===== Information given =====

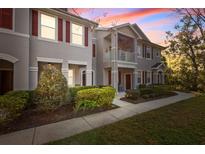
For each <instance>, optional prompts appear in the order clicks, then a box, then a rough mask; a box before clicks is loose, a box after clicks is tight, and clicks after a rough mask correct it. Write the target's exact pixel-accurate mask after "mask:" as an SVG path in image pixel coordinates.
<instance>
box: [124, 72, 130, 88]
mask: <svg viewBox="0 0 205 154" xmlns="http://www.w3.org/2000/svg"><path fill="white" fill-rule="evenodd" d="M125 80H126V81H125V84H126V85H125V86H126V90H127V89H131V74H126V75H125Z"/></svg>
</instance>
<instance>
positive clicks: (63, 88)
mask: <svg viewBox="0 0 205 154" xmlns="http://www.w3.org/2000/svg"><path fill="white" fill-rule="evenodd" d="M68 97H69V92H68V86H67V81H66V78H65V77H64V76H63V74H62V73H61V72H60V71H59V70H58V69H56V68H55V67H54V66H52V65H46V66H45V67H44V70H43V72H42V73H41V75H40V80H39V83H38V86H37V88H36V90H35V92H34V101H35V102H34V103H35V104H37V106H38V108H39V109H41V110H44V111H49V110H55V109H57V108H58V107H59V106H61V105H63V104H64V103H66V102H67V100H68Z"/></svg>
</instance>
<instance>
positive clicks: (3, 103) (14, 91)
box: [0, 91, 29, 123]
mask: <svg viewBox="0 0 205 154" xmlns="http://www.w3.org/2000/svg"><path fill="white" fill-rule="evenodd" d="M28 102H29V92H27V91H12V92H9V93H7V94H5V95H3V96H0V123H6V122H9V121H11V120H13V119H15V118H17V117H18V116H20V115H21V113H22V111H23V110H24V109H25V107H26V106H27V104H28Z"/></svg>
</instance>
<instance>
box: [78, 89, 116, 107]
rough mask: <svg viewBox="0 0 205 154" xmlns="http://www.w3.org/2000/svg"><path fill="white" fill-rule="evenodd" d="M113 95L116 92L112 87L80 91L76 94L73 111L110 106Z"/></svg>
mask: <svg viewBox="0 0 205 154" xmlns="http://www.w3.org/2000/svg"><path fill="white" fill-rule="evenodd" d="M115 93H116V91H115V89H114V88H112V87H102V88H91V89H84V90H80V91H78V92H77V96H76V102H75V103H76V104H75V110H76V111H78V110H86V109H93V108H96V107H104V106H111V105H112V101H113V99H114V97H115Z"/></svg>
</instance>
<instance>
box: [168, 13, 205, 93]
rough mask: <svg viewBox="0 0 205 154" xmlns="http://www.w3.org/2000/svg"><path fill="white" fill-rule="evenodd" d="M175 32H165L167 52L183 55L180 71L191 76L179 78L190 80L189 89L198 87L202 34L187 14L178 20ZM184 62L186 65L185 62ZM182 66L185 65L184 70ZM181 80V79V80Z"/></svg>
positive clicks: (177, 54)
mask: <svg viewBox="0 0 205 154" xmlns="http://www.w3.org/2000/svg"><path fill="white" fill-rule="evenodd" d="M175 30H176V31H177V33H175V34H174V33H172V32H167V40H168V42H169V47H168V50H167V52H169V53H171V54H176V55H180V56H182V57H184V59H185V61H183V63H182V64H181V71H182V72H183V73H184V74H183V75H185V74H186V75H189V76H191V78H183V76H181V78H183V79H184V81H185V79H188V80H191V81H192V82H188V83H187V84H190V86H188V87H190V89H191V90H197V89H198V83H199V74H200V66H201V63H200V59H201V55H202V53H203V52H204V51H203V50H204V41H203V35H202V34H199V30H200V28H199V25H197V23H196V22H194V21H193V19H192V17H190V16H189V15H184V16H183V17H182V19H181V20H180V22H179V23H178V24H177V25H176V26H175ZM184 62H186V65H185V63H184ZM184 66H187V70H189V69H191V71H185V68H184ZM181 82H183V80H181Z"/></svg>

=====

### Requirement
Set down the records above exactly, leaving out pictures.

### Task answer
For each <instance>, optional prompts appear in the order clicks, then a box, then a rough mask; a box before clicks is loose, a box after clicks is tight, and clicks after a rough mask correct it. Write the target's exact pixel-accurate mask after "mask:" as an SVG path in image pixel coordinates.
<instance>
box: [124, 72, 130, 88]
mask: <svg viewBox="0 0 205 154" xmlns="http://www.w3.org/2000/svg"><path fill="white" fill-rule="evenodd" d="M125 80H126V81H125V84H126V85H125V86H126V90H127V89H131V74H126V75H125Z"/></svg>
</instance>
<instance>
positive clicks: (63, 88)
mask: <svg viewBox="0 0 205 154" xmlns="http://www.w3.org/2000/svg"><path fill="white" fill-rule="evenodd" d="M68 97H69V92H68V86H67V81H66V78H65V77H64V76H63V74H62V73H61V72H60V71H59V70H58V69H56V68H55V67H54V66H52V65H46V66H45V67H44V70H43V72H42V73H41V75H40V80H39V83H38V86H37V88H36V90H35V92H34V101H35V102H34V103H35V104H37V106H38V108H39V109H41V110H44V111H49V110H55V109H57V108H58V107H59V106H61V105H63V104H64V103H66V102H67V100H68Z"/></svg>
</instance>
<instance>
positive clicks: (3, 103) (14, 91)
box: [0, 91, 29, 123]
mask: <svg viewBox="0 0 205 154" xmlns="http://www.w3.org/2000/svg"><path fill="white" fill-rule="evenodd" d="M28 102H29V92H27V91H12V92H9V93H7V94H5V95H3V96H0V123H6V122H9V121H11V120H13V119H15V118H17V117H18V116H20V115H21V113H22V111H23V110H24V109H25V107H26V106H27V104H28Z"/></svg>
</instance>
<instance>
box: [78, 89, 116, 107]
rough mask: <svg viewBox="0 0 205 154" xmlns="http://www.w3.org/2000/svg"><path fill="white" fill-rule="evenodd" d="M113 95L116 92L112 87L80 91L76 94L73 111L110 106Z"/></svg>
mask: <svg viewBox="0 0 205 154" xmlns="http://www.w3.org/2000/svg"><path fill="white" fill-rule="evenodd" d="M115 93H116V91H115V89H114V88H112V87H102V88H91V89H84V90H80V91H78V92H77V96H76V102H75V103H76V104H75V110H76V111H78V110H86V109H93V108H96V107H104V106H111V105H112V101H113V99H114V97H115Z"/></svg>
</instance>
<instance>
box: [168, 13, 205, 93]
rough mask: <svg viewBox="0 0 205 154" xmlns="http://www.w3.org/2000/svg"><path fill="white" fill-rule="evenodd" d="M175 32H165L167 52L183 55L180 71L191 76L179 78L190 80L189 89L198 87L202 34L187 14L178 20ZM184 62L186 65L185 62ZM182 66L185 65L184 70ZM181 80V79V80Z"/></svg>
positive clicks: (177, 54)
mask: <svg viewBox="0 0 205 154" xmlns="http://www.w3.org/2000/svg"><path fill="white" fill-rule="evenodd" d="M175 30H176V31H177V33H175V34H174V33H172V32H167V40H168V42H169V47H168V50H167V52H169V53H171V54H176V55H180V56H182V57H184V59H185V61H183V63H182V64H181V71H182V72H183V73H184V74H183V75H185V74H186V75H189V76H191V78H183V76H181V78H183V79H184V81H185V79H188V80H191V81H192V82H188V83H187V84H190V86H188V87H190V89H191V90H197V89H198V83H199V74H200V66H201V63H200V59H201V55H202V53H203V52H204V51H203V50H204V41H203V35H202V34H199V30H200V28H199V25H197V23H196V22H194V21H193V19H192V17H190V16H189V15H184V16H183V17H182V19H181V20H180V22H179V23H178V24H177V25H176V26H175ZM184 62H186V65H185V63H184ZM184 66H187V70H189V69H191V71H185V68H184ZM181 82H183V80H181Z"/></svg>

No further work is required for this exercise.